### What to work on
[a] Answer these questions using the article on life insurance needs by decade:
(i) How much voluntary life insurance did Americans buy in 2013?
(ii) In The Hartford's survey, what percentage of millennials said adulthood begins when they find their first "real" job?
(iii) What age range are most members of Generation X now in?
[b] Quote the article on life insurance needs by decade word for word, starting at "Americans bought $1.881" and ending at "Insurance and Why?".

### Extract provided
------------------------------------------------------------
Life Insurance Needs by the Decade

A large percentage of Americans are either uninsured or under-insured for life insurance. Employers that offer voluntary life insurance offer their employees a way toward a more secure financial future.

Americans bought $1.881 billion worth of voluntary life insurance in 2013, an increase of 22 percent over 2012. Still, a large percentage of Americans are either uninsured or underinsured for life insurance.

Who Needs Life Insurance and Why?

The Millennial Generation: A survey by The Hartford found that members of the millennial generation—generally defined as those born in the 1980s to the early 2000s—consider adulthood as beginning when they find their first “real” job (51 percent) and begin to make their own financial decisions (50 percent).

Although these cash-strapped young adults might not have dependents who rely on their salary, many have substantial debt from college loans. The United States Department of Education, which oversees federal student loans, will discharge (forgive) a student loan if the borrower dies or becomes totally and permanently disabled and unable to work at all due to mental or physical disability. It will also forgive parent PLUS loans due to the student’s death or disability, or the parent’s death. Private lenders have no such guidelines, so if something happens to these young adults, their next of kin could become liable for their student loan debt. Although some private lenders have compassionate review procedures, policies vary from bank to bank.

Voluntary term life insurance—which costs very little for a young, healthy adult—can protect a borrower’s family until the student loans are paid off.

Generation X: Most members of Generation X—the generation after the Baby Boomers—are now in their early 30s to early 50s. During these peak earning years, many also take on additional financial obligations, including spouses, children, mortgages and car loans. Many in this generation lack the life insurance protection they need to pay off their debts and help their families maintain their lifestyles if something should happen to an income earner.
------------------------------------------------------------
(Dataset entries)
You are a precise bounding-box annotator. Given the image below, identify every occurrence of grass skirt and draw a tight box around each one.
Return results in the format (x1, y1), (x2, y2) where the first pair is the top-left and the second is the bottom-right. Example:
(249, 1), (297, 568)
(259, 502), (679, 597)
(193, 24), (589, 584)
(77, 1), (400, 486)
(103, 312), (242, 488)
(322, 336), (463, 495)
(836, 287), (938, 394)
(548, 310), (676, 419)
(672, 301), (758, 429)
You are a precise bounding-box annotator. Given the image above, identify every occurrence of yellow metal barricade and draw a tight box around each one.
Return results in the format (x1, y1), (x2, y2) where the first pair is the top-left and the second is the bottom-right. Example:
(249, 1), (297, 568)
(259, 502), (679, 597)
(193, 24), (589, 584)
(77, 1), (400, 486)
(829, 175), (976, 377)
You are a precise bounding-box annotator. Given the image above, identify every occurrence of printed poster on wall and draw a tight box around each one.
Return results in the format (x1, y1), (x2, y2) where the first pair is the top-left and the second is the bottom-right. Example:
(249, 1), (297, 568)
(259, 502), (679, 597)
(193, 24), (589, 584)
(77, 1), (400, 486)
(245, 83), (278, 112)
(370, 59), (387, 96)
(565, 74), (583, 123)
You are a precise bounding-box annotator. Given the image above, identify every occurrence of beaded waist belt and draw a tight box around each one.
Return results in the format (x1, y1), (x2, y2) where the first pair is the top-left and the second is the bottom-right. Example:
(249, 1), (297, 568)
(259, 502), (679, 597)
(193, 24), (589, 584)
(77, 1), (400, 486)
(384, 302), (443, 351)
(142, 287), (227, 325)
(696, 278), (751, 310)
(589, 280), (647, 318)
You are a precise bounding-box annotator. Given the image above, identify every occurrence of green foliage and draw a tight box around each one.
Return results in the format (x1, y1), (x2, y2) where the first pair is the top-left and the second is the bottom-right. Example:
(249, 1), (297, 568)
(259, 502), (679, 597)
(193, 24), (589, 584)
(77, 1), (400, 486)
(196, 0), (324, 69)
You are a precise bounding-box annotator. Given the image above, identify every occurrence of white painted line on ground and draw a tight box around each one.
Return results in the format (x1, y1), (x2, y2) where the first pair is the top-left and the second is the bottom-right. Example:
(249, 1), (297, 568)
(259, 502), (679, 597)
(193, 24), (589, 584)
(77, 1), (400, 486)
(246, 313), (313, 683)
------------------------------------------------------------
### Answers provided
[a]
(i) $1.881 billion
(ii) 51 percent
(iii) Early 30s to early 50s

[b]
Americans bought $1.881 billion worth of voluntary life insurance in 2013, an increase of 22 percent over 2012. Still, a large percentage of Americans are either uninsured or underinsured for life insurance.

Who Needs Life Insurance and Why?